[Data records]

.....

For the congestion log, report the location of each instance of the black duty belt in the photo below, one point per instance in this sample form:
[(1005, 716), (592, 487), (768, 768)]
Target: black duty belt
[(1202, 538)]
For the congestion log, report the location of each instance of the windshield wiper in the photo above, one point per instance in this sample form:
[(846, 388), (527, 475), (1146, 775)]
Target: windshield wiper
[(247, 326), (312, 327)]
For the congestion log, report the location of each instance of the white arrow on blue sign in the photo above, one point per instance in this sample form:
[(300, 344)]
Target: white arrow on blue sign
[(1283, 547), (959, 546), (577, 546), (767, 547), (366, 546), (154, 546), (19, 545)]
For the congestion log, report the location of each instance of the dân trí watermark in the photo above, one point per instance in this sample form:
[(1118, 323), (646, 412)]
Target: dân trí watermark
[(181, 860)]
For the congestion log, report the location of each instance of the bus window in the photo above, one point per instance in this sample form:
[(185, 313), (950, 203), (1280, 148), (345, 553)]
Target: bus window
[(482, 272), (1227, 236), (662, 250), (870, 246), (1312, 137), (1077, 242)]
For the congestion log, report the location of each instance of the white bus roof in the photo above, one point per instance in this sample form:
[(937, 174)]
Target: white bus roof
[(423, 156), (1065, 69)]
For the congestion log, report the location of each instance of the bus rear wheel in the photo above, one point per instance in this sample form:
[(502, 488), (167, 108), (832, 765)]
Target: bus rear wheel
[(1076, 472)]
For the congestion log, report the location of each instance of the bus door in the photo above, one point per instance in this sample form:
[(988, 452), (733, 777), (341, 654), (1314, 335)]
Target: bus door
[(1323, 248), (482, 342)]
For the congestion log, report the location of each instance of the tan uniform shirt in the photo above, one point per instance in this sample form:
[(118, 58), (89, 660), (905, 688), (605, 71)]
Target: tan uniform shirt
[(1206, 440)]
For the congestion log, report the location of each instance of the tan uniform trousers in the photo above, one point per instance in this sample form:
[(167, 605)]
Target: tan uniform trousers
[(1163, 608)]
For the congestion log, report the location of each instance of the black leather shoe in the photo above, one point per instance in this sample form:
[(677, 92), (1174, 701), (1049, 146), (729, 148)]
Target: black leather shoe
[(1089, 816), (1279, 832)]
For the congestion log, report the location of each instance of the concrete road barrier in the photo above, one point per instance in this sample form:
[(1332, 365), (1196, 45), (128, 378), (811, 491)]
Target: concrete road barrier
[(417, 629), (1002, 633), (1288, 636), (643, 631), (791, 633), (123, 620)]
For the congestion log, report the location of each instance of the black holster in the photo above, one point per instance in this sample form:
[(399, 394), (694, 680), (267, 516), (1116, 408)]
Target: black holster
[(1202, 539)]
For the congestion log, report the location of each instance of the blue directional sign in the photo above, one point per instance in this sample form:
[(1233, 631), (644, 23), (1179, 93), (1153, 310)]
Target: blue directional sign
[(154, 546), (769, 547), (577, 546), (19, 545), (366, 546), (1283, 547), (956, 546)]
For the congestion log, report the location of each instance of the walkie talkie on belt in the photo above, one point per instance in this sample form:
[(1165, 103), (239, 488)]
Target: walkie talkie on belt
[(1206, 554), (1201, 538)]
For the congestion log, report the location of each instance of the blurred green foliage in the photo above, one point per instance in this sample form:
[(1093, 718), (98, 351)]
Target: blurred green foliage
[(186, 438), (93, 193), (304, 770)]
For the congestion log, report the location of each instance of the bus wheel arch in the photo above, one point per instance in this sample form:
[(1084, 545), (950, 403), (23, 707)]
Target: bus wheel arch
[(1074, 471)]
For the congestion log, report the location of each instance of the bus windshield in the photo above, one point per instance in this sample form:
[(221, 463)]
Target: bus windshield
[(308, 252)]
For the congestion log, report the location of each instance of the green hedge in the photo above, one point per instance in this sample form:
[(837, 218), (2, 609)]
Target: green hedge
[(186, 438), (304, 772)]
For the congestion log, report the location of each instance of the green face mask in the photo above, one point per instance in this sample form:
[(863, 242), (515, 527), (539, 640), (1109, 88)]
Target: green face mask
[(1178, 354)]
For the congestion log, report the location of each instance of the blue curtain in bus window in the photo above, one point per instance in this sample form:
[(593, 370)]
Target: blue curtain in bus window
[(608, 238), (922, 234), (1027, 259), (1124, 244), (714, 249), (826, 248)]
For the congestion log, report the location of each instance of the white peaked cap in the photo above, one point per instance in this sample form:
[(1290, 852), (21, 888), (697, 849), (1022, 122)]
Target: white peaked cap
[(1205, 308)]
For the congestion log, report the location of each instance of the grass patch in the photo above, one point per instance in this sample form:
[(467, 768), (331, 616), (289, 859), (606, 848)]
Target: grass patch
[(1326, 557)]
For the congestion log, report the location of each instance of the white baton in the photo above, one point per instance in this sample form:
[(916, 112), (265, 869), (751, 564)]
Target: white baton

.....

◆ What to produce ◆
Copy out word for word the lines from the line with "the white bus" up to and including the line with "[(423, 156), (1065, 69)]".

◆ Expected answer ◆
For the congestion log, report the location of each instance of the white bus roof in the photo above, one point per instance in this sample form:
[(937, 174)]
Target: white bus roof
[(423, 156), (1065, 69)]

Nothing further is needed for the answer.